Written task —
From the line with "Args: query, the phrase to segment: green" up to and including the line with "Returns: the outline of every instance of the green", change "green fence screen" to "green privacy screen" and give those items again with nothing else altered.
== Data for this task ==
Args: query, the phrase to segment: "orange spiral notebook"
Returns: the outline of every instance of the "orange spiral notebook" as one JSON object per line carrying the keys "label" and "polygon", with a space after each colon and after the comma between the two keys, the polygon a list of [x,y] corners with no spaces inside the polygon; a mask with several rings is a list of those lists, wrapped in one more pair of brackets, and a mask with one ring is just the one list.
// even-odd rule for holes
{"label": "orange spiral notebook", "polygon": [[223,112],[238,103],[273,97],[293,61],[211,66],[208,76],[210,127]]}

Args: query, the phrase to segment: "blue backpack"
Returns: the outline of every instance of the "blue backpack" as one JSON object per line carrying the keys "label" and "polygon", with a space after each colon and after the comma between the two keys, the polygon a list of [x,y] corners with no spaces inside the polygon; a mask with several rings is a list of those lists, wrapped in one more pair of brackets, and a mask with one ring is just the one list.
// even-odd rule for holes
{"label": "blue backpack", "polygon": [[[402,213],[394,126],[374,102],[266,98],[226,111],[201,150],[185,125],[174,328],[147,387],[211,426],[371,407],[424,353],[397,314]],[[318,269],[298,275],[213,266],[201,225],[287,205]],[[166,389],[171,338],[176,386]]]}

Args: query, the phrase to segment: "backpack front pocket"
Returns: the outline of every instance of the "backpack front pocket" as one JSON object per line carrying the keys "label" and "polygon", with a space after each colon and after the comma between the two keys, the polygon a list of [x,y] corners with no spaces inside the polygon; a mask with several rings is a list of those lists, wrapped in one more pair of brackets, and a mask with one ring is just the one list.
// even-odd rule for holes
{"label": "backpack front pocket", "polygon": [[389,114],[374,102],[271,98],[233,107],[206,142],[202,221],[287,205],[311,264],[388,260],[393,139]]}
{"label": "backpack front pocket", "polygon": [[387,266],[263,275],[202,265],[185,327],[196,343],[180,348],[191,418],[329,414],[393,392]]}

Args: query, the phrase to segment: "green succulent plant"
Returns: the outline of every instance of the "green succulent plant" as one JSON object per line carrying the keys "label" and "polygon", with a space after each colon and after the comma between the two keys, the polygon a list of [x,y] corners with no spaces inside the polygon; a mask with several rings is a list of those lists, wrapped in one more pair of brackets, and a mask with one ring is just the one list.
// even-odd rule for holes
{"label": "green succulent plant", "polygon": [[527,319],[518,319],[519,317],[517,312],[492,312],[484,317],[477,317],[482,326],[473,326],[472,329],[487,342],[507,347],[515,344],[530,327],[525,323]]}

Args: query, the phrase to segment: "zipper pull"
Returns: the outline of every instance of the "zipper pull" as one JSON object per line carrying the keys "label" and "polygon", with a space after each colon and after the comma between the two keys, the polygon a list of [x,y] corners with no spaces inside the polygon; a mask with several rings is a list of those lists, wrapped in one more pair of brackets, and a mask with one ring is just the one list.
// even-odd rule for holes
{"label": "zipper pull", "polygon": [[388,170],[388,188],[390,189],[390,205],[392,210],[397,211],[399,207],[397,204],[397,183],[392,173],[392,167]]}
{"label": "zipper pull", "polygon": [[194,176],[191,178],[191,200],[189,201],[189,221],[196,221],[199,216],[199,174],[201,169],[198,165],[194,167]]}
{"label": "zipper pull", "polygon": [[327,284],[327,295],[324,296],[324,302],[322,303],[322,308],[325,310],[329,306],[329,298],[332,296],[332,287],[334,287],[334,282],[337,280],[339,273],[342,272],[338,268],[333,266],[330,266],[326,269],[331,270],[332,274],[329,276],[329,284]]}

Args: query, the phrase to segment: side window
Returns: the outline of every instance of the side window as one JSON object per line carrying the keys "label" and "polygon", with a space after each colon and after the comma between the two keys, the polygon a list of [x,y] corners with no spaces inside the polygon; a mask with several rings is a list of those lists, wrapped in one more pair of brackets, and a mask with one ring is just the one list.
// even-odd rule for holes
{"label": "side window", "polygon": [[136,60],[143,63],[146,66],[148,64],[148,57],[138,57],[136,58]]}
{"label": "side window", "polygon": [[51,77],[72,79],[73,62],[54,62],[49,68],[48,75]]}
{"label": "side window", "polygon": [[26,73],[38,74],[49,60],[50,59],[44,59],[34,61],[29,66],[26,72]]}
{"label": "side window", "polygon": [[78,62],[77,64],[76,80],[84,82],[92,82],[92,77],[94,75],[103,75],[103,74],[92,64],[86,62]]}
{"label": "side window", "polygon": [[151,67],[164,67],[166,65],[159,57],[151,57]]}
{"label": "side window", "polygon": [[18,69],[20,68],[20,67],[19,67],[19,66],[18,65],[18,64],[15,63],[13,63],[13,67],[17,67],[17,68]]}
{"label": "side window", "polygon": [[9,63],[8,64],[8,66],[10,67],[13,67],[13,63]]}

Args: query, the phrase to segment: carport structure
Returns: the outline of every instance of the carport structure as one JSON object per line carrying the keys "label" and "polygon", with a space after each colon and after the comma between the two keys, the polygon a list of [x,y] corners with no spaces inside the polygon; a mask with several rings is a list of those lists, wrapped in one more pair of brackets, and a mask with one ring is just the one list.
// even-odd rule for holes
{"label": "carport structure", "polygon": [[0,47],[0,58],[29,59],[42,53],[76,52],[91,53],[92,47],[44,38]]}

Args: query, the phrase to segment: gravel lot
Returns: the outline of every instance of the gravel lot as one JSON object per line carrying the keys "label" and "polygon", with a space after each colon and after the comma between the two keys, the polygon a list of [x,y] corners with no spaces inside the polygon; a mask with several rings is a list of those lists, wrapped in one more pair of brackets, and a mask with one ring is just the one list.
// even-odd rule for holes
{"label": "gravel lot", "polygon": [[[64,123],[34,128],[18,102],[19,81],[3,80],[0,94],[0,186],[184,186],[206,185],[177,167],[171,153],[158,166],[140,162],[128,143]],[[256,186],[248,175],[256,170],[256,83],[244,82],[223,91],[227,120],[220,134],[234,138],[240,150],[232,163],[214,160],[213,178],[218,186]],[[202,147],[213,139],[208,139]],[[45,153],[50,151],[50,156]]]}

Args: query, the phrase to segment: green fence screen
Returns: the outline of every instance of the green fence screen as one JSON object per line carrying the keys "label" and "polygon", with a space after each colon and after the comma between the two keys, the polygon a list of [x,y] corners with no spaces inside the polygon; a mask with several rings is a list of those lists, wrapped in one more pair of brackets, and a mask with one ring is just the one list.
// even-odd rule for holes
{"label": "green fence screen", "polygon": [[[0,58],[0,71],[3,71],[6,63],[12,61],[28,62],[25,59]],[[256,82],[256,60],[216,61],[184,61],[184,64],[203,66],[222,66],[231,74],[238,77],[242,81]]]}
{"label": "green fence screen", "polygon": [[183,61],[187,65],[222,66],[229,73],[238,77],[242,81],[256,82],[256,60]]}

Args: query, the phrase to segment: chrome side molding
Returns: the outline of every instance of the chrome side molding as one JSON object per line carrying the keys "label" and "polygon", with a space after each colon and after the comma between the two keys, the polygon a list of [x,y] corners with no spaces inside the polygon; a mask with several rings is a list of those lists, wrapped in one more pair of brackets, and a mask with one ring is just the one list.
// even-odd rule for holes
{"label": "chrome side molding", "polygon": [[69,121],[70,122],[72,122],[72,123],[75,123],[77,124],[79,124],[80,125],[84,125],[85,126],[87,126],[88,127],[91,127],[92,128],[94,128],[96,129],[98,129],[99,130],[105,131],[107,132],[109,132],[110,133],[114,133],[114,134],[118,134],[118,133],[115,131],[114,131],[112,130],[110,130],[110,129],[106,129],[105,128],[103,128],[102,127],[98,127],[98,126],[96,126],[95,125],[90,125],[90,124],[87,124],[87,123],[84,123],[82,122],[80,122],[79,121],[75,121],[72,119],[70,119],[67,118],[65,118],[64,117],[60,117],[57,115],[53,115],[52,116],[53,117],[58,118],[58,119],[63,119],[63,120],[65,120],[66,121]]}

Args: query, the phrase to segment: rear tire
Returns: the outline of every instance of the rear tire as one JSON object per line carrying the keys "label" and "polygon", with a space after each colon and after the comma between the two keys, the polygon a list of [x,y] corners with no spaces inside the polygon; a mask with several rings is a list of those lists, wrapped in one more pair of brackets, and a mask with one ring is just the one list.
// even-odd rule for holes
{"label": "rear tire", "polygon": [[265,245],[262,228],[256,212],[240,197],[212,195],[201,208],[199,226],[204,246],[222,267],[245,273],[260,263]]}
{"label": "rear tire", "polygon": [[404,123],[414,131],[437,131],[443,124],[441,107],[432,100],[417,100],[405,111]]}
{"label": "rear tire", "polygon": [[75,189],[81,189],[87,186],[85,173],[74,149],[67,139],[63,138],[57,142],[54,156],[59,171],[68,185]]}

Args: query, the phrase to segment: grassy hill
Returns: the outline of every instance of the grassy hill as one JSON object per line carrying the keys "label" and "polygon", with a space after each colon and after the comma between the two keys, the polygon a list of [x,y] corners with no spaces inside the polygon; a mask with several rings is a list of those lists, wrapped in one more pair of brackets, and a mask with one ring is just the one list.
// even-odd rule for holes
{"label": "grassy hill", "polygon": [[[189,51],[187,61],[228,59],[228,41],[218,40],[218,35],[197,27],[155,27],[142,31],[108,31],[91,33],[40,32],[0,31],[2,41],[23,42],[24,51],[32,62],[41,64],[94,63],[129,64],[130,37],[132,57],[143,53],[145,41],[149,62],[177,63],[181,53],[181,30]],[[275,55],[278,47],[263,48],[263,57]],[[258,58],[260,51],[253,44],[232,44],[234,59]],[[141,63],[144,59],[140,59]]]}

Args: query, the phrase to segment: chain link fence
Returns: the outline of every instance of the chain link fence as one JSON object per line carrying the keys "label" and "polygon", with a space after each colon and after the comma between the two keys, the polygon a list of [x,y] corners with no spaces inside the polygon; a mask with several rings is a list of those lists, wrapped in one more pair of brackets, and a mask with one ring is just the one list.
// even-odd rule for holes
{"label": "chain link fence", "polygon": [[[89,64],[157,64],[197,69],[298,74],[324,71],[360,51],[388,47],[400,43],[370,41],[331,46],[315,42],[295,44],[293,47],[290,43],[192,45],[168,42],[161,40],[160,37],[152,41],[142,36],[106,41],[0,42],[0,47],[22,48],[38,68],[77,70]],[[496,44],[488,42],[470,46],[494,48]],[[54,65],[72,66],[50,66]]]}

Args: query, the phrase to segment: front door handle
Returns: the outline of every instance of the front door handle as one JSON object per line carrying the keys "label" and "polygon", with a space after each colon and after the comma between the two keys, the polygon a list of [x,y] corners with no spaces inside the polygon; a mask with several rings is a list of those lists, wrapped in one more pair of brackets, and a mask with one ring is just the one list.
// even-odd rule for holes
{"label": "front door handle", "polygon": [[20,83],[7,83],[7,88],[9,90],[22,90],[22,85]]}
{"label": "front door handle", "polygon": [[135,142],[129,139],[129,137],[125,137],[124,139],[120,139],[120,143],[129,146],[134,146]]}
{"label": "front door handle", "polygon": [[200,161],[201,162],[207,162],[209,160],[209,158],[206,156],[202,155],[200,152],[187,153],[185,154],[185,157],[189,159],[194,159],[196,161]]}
===
Answer in full —
Args: query, the phrase to segment: green privacy screen
Returns: the outline of every instance of the green privacy screen as one JSON object per line carrying the keys "label" and "polygon", with a space after each colon and after the comma between the two keys, the polygon a list of [x,y] corners with no spaces inside the polygon; a mask with several rings is a list of those lists, wrapped in one more pair of brackets, and a mask with one ring is just the one list.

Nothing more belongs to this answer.